● Required task
Can you format the lines as a numbered list, from the line containing "the rocky hillside" through the last line, with both ends included and any blank lines omitted?

● Records for processing
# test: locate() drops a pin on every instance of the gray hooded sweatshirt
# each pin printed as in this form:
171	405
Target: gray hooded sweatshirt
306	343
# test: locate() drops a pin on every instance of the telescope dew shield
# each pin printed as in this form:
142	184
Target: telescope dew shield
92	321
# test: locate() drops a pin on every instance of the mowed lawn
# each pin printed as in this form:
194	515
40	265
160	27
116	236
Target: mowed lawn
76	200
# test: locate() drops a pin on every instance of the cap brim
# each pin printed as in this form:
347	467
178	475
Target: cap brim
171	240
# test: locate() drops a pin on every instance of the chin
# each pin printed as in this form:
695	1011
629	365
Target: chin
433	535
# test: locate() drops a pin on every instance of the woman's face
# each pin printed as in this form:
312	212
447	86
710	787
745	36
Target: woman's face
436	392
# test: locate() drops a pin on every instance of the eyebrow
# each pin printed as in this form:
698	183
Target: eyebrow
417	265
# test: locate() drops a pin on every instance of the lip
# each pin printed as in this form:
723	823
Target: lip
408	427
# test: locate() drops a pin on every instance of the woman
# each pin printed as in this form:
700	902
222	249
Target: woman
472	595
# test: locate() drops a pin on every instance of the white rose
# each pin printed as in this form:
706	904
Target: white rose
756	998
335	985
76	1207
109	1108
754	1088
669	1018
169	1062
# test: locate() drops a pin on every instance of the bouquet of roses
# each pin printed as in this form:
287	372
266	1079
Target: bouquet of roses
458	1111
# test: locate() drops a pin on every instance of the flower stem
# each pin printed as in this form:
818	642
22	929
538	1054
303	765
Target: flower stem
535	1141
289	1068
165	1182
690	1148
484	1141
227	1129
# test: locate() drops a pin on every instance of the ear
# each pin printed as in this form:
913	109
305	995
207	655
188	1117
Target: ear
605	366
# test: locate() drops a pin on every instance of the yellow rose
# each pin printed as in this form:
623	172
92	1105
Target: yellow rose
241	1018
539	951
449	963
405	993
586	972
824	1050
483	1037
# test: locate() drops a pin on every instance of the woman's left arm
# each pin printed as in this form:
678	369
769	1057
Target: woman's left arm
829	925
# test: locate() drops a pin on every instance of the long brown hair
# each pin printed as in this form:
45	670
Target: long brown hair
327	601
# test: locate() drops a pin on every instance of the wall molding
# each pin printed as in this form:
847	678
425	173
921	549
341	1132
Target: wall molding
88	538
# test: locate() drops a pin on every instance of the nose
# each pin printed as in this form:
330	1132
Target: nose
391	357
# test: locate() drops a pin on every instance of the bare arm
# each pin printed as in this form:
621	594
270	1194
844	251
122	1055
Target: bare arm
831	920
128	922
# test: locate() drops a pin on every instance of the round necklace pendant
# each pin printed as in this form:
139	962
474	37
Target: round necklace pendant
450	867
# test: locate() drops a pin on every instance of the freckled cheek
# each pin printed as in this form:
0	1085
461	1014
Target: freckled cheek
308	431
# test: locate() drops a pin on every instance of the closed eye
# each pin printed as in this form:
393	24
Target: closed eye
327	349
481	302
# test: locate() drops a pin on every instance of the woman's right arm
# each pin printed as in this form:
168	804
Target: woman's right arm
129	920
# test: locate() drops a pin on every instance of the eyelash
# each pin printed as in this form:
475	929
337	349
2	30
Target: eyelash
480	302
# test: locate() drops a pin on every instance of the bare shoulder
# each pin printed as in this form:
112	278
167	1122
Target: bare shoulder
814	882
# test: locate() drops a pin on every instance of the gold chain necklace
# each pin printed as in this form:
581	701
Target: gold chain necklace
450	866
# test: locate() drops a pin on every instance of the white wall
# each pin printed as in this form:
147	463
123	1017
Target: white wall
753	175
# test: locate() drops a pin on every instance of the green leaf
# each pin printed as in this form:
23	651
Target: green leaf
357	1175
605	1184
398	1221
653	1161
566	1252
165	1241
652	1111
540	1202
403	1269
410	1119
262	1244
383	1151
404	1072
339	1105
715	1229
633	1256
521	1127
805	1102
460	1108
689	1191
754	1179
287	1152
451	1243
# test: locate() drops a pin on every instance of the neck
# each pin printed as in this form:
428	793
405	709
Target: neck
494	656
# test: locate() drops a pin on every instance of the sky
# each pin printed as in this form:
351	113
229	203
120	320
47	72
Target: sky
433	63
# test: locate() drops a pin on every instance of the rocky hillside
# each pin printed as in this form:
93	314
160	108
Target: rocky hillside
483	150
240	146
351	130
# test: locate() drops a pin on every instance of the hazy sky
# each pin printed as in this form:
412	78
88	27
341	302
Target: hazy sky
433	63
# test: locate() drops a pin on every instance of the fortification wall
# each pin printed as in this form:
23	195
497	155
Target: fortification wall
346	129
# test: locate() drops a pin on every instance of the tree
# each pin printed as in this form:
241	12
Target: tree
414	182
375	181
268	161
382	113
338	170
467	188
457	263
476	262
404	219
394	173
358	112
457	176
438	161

● Task solution
1. # test: locate() drops a pin on every instance of the rocky hillside
2. # each pin printed as in this form:
3. 93	314
4. 160	108
5. Target: rocky hillside
6. 483	150
7. 240	146
8. 351	130
9. # test: locate() drops a pin on every instance of the hazy sky
10. # each pin printed as in this form:
11. 412	78
12. 88	27
13. 341	302
14. Target: hazy sky
15. 433	63
16. # test: locate() drops a pin on every instance of the fortification wall
17. # each pin printed as in this form:
18. 23	195
19. 497	155
20. Target: fortification wall
21. 346	129
22. # test: locate() drops a pin on every instance of the tree
23. # each pin printed as in this form:
24. 241	12
25. Target: tree
26. 414	182
27. 375	181
28. 268	161
29. 382	113
30. 338	170
31. 467	188
32. 457	263
33. 476	262
34. 404	219
35. 394	173
36. 358	112
37. 457	176
38. 438	161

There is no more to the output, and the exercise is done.